REQUIRED ACTIONS
[a] In the homework forum post, which text file does the problem say the program should use?
[b] Pick up the homework forum post after its last sentence and continue writing it.

SOURCE EXTRACT
%%
Hello everyone, new programmer here. In my class we have an oppurtunity to make up credit on a previous homework by modifying a program if we got any of it wrong. The problem for the progam was:

Problem #4. Write a program to solve the following problem. Find a word in English that contains 3 consecutive pairs of identical letters. For example, committee does not quite work because there is an "i" between the "mm" and "ttee". Mississippi also does not work because of the extra i's between the pairs of "ss", "ss", and "pp". You should use the text file words.txt which is on the COS 125 website.

The answer is here:

def main():
    infile = open("words.txt",'r')
    for w in infile:
        if td(w): print w

    print "Done!"

def td(w):
    for i in range(len(w)-5):
        if w[i] == w[i+1] and \
           (w[i+2] == w[i+3]) and \
           (w[i+4] == w[i+5]):
            return True
    return False


I now need to modify this to get more credit, but I don't really understand what is going on in the td(w) function. How does the length of the word - 5 work? I get the w == stuff, its just the range part that is confusing me.
%%
GIVEN DATA
%%
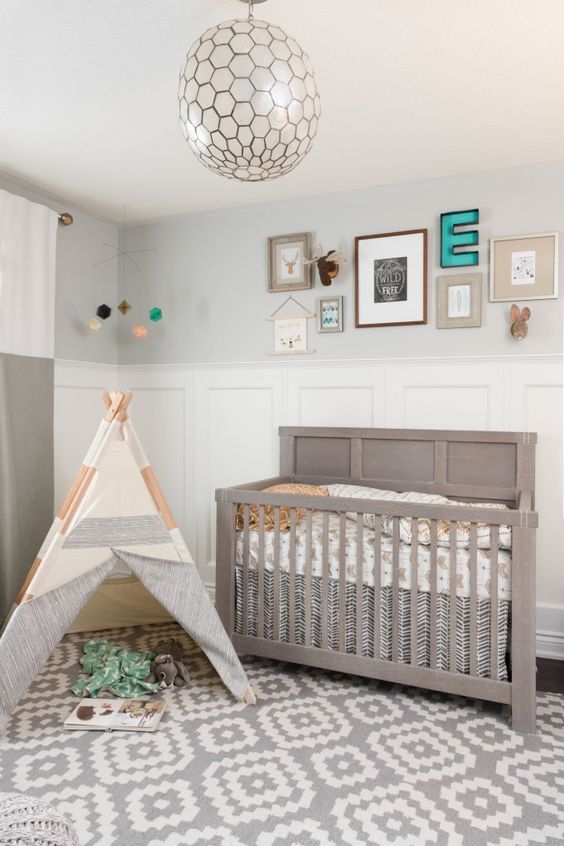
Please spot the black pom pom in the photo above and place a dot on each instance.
(103, 311)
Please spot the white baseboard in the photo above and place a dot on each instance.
(550, 645)
(210, 587)
(550, 630)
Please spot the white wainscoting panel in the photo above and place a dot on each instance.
(451, 395)
(209, 426)
(346, 395)
(236, 415)
(535, 404)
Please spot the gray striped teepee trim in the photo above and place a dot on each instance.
(95, 532)
(35, 628)
(178, 587)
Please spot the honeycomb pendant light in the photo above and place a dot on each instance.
(248, 101)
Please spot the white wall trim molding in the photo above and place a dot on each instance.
(550, 630)
(308, 362)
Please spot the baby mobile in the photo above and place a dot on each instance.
(104, 311)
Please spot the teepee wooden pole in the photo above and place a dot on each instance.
(116, 403)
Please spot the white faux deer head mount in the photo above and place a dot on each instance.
(327, 264)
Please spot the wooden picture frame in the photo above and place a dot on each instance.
(332, 322)
(286, 269)
(524, 267)
(391, 279)
(459, 301)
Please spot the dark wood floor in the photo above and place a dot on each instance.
(550, 675)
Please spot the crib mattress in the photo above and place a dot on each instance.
(501, 557)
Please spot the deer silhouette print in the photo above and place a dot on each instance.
(290, 263)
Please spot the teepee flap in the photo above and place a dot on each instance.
(179, 588)
(35, 628)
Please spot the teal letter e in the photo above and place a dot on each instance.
(451, 239)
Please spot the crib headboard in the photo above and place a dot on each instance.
(473, 465)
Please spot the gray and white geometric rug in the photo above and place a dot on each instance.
(323, 759)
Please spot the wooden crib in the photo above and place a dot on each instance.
(368, 629)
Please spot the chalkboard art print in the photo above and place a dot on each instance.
(391, 279)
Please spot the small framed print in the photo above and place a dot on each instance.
(459, 301)
(524, 267)
(330, 314)
(391, 279)
(286, 268)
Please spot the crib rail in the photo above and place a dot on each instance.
(522, 517)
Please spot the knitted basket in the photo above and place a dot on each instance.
(26, 821)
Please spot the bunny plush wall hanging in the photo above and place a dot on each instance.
(519, 317)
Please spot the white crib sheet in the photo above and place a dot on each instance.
(368, 556)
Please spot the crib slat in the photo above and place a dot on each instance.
(377, 583)
(414, 586)
(307, 577)
(325, 583)
(245, 569)
(452, 614)
(473, 564)
(342, 581)
(433, 626)
(276, 574)
(494, 534)
(292, 575)
(260, 575)
(359, 581)
(395, 589)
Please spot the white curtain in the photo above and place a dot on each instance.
(28, 234)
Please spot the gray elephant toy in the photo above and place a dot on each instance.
(168, 669)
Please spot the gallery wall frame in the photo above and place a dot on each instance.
(459, 301)
(330, 314)
(524, 267)
(391, 279)
(287, 270)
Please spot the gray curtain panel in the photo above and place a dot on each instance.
(26, 467)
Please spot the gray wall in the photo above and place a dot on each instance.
(81, 287)
(209, 276)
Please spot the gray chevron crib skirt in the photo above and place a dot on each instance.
(463, 610)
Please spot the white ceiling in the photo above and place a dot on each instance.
(410, 89)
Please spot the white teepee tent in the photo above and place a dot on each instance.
(115, 514)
%%
THE REPLIES
[a] The file words.txt, which is on the COS 125 website.

[b]
Here are some notes he gave us:

*A string like s = ...xxyyzz... looks like the following
*s = s[i+1] = x
*s[i+2] = s[i+3] = y
*s[i+4] = s[i+5] = z
*You must have i+5 <= len(s) - 1
*Thus i <= len(s) - 6
*i is in range(len(s) - 5)
*What if len(s) < 6?

I feel like I should be able to get this from those notes, but i'm confused. Any clarification is much appreciated.

In the if statement you are using w[i+5].

This means that you need to make sure the maximum i plus 5 does not go out of bounds for the string. Let me demonstrate:

>>> w = 'aabbccdd'
>>> print len(w), len(w) - 5
8 3
>>> range(3)
[0, 1, 2]
>>> print w[0], w[1], w[2], w[3]
a a b b
>>> print w[2+2], w[2+3], w[2+4], w[2+5]
 c c d d
>>> print w[3+5]
Traceback (most recent call last):
  File "<input>", line 1, in <module>
IndexError: string index out of range

You see that the index of the string can only go up to 7 (the length - 1; and you need to subtract 1 because the first index is 0).

If we try to look at index 8 we get an IndexError. So your code just is making sure we're not breaking the indexing.


commented: Thank you +1

Since you are testing 6 letters total, you want to use "len(w)-5" so you won't run out of letters. To set up an example using "aabbcc" as the simplest example, you only want the for loop to test the first letter. It will test a->a, b->b, and c->c. If you go beyond the first letter in this example, then you will run out of letters before you are done testing, so obviously it will not satisfy the conditions. So, the length of "aabbcc" is 6 and we want to test the first element, or 0 offset, so we want to stop at 6-6 or zero. If there were seven letters, "xaabbcc", we would test length=7 minus 6 = 1, so would test the first 2 letters, (or the zero and 1 offset), against the next 6 and not run out of letters. The for loop goes up to, but does not include the upper number, so it is len(w)-5.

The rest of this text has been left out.